Je pense que les prochains mois seront encore difficiles car nous n’aurons probablement pas de vaccin d’ici l’année prochaine. Il n’y aura pas non plus de médicaments miraculeux, comme ceux qu’on voit dans beaucoup de films hollywoodiens. J’espère donc que la société restera unie, car la polarisation ne nous aiderait pas.
Bien que les cas diminuent, le virus est encore là et nous n’avons encore rien d’efficace contre lui. J’aimerais également que nous puissions échanger nos opinions de manière civilisée et démocratique, comme cela a été le cas au début de l’épidémie. Ce n’est pas le moment d’être impatients. D’une part, nous avons compris où se situent les craintes et les besoins de la société et de l’économie. De l’autre, il y a la nécessité de sauver des vies humaines. Il n’y a pas de politicien, de scientifique ou d’expert qui ait une solution miracle pour le moment. C’est pourquoi nous devons trouver ensemble la meilleure solution et écouter les arguments de tout le monde.
Après le Covid-19, la population suisse est-elle préparée à une nouvelle épidémie ou reste-t-il quelque chose à faire au niveau des infrastructures ou au niveau fédéral?
Je pense que nous pouvons mieux faire. Par exemple, il est important de disposer en temps utile d’informations sur le nombre actuel de cas. Dans des circonstances normales, il n’est pas important de presser l’OFSP pour qu’il publie les chiffres de l’infection le vendredi plutôt que le lundi. Mais nous vivons une situation importante et nous avons donc besoin de connaître le nombre exact de personnes infectées – chaque jour compte! Dans ce cadre, les autorités, les laboratoires, les cantons et la Confédération travaillent ensemble via différentes interfaces qui, malheureusement, n’ont pas vraiment été conçues pour une pandémie, car nous ne pensions pas que la situation serait si mauvaise. D’ailleurs, il faut savoir qu’un virus qui se propage aussi vite que le coronavirus constitue le pire des scénarios envisageables.

## Informations fournies

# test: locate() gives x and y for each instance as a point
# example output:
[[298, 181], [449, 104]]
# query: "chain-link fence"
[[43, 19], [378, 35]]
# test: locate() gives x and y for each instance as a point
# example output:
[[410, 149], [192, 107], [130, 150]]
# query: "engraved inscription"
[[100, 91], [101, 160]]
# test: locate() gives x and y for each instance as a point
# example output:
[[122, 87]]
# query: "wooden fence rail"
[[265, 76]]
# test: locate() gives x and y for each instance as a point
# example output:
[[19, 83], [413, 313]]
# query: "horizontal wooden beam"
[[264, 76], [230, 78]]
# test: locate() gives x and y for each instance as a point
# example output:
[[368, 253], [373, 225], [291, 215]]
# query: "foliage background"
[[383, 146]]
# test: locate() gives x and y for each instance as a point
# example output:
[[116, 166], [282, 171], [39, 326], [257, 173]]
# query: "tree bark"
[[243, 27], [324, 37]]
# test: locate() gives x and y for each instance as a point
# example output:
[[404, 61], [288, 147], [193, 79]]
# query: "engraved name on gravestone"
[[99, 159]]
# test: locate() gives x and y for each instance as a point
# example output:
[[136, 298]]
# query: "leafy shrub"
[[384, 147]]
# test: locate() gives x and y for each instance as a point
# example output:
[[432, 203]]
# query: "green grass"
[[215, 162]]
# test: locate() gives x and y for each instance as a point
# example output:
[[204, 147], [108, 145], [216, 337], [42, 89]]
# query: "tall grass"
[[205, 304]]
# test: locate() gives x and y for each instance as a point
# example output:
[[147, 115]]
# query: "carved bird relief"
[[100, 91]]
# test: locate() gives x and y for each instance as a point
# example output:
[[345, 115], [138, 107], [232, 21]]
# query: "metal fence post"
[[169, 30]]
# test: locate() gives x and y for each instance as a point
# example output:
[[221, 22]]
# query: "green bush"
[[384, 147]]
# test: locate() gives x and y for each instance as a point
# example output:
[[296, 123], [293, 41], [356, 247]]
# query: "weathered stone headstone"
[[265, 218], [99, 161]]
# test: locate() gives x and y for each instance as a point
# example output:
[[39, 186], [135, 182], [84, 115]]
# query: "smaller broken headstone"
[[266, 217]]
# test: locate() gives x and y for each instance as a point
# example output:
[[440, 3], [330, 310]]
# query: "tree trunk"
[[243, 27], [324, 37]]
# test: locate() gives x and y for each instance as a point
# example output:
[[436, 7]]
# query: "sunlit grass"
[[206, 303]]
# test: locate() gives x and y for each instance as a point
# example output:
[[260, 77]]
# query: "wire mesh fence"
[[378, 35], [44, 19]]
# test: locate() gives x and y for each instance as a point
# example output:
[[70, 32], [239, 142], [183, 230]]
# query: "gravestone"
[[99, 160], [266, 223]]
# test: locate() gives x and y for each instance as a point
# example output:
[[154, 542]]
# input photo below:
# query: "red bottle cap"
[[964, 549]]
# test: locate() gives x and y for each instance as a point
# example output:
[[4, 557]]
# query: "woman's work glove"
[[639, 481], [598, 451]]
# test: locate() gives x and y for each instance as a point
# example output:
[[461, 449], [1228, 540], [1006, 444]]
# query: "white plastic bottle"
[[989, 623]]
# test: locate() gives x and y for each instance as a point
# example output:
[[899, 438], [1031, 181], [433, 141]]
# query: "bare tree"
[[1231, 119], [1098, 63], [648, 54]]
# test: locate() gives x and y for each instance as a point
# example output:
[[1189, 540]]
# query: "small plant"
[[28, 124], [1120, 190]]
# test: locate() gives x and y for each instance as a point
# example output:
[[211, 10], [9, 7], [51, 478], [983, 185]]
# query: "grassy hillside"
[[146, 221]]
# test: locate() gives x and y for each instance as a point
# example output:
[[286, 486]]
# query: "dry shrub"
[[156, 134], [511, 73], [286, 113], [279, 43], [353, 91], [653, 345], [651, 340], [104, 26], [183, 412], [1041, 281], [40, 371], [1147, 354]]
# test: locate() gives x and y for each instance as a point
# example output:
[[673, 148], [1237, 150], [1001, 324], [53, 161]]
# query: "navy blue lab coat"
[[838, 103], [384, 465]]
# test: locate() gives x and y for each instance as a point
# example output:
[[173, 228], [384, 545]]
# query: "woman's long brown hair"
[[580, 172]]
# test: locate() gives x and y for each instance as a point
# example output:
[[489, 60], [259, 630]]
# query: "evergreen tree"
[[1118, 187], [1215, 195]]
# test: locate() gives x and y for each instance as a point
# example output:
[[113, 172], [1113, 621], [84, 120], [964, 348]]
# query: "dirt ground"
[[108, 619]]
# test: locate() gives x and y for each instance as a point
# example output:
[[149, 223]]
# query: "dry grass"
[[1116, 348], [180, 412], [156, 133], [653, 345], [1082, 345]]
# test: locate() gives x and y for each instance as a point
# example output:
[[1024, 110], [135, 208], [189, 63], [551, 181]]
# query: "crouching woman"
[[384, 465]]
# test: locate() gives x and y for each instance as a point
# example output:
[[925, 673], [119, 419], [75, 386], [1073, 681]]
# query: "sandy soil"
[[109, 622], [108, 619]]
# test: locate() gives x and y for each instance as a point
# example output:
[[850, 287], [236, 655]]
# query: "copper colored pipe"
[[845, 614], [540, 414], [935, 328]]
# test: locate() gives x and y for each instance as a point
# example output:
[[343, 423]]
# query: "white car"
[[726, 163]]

---

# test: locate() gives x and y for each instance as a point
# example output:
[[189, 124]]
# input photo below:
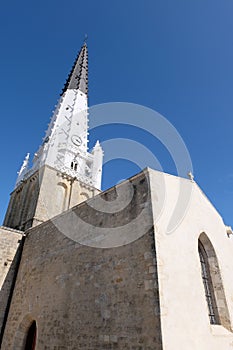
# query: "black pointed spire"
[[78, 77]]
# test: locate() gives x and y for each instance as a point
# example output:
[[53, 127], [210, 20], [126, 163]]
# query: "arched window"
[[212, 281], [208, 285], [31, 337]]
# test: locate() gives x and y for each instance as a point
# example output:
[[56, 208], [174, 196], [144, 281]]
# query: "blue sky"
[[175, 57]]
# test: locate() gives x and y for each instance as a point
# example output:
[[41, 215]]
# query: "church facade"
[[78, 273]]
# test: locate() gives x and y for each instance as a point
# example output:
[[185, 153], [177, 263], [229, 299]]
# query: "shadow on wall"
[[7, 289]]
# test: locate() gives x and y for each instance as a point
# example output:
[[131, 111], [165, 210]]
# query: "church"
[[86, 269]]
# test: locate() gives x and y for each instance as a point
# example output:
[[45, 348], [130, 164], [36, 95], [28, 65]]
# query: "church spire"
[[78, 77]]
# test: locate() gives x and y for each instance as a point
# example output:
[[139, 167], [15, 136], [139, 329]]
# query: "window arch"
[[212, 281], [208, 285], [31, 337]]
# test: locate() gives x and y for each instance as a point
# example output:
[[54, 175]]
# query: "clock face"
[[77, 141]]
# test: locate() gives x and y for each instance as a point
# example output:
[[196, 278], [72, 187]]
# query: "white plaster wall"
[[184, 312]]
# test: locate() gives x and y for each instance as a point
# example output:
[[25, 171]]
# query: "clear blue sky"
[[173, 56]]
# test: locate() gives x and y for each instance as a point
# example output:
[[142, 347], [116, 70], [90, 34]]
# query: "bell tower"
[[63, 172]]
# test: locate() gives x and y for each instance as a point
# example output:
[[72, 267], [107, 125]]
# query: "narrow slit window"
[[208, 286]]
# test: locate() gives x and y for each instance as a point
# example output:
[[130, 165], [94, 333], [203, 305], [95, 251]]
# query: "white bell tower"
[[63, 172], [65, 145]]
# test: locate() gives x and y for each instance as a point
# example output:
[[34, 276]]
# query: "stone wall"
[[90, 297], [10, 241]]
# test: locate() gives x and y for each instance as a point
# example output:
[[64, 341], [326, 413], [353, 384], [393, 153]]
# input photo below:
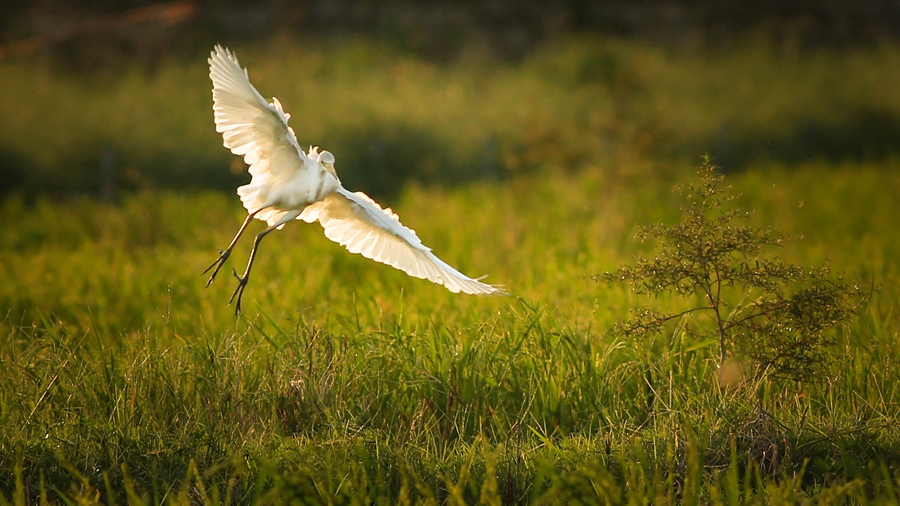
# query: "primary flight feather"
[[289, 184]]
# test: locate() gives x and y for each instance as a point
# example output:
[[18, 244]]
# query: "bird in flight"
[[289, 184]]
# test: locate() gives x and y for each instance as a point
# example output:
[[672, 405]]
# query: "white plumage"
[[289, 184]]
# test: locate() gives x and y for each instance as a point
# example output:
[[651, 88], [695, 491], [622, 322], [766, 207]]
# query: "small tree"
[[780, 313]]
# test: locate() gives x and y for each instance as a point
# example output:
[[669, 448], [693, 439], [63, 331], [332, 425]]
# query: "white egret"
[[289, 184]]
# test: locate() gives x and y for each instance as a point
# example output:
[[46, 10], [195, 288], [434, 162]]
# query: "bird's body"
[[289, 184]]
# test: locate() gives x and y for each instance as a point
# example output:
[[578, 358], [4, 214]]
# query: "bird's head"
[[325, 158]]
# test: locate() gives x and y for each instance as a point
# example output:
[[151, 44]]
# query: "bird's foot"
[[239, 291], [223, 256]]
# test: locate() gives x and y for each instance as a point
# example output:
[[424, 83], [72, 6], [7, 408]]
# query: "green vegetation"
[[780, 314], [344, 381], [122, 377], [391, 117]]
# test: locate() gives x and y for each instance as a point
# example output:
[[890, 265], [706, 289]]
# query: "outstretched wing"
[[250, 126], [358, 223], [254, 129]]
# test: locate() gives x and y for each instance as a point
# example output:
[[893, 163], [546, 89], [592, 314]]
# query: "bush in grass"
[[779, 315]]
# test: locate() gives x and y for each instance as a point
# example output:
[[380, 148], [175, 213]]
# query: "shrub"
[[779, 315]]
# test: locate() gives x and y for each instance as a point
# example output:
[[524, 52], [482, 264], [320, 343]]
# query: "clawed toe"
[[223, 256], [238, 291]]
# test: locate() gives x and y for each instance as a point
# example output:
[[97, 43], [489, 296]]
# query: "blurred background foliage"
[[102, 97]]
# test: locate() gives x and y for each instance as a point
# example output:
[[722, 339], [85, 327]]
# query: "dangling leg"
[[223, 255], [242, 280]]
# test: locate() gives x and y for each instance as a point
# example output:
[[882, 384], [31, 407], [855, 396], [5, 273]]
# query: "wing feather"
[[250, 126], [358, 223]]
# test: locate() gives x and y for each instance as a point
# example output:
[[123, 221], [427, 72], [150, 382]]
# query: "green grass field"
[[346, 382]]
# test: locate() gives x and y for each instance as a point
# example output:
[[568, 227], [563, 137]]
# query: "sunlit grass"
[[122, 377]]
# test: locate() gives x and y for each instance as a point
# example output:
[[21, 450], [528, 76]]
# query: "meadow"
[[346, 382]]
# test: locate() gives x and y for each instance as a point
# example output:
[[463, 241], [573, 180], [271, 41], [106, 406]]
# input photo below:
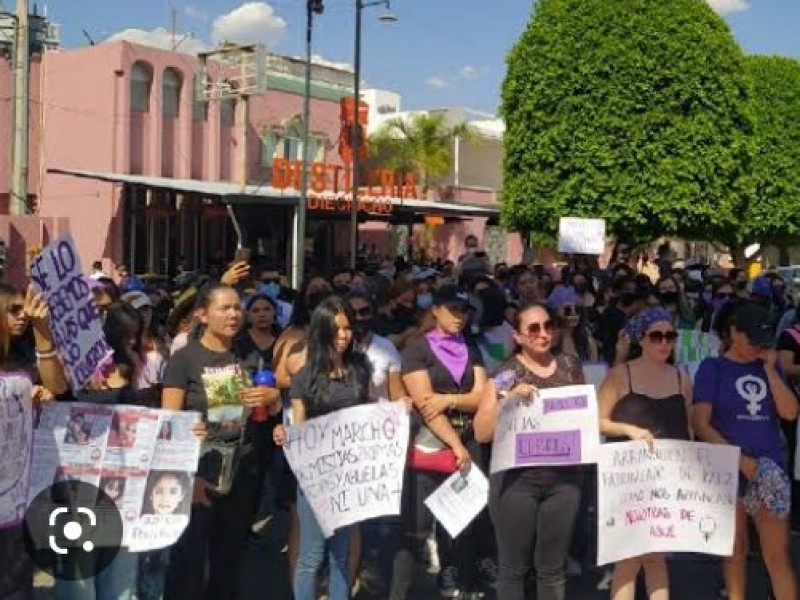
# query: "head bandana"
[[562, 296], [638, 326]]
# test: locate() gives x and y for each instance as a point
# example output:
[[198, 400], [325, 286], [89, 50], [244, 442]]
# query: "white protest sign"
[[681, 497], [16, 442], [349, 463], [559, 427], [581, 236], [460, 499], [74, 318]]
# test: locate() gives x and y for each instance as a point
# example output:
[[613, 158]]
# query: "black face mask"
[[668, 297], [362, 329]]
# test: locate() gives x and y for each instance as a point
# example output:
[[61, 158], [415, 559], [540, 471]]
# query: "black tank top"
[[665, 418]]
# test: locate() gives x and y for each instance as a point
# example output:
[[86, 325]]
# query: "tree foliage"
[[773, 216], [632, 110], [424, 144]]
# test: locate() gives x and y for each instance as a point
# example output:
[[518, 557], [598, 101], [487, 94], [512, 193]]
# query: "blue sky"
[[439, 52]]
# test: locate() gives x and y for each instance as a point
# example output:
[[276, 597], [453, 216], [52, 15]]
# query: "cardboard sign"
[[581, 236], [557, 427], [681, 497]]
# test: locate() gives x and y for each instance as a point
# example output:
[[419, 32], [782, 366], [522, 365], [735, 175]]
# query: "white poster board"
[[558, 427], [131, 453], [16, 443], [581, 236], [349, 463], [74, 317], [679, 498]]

## Objectif à atteindre
Citez sans rien changer le passage du texte sur le Covid-19 qui commence par « Bien que les » et se termine par « au niveau fédéral? ».

## Résultat obtenu
Bien que les cas diminuent, le virus est encore là et nous n’avons encore rien d’efficace contre lui. J’aimerais également que nous puissions échanger nos opinions de manière civilisée et démocratique, comme cela a été le cas au début de l’épidémie. Ce n’est pas le moment d’être impatients. D’une part, nous avons compris où se situent les craintes et les besoins de la société et de l’économie. De l’autre, il y a la nécessité de sauver des vies humaines. Il n’y a pas de politicien, de scientifique ou d’expert qui ait une solution miracle pour le moment. C’est pourquoi nous devons trouver ensemble la meilleure solution et écouter les arguments de tout le monde.
Après le Covid-19, la population suisse est-elle préparée à une nouvelle épidémie ou reste-t-il quelque chose à faire au niveau des infrastructures ou au niveau fédéral?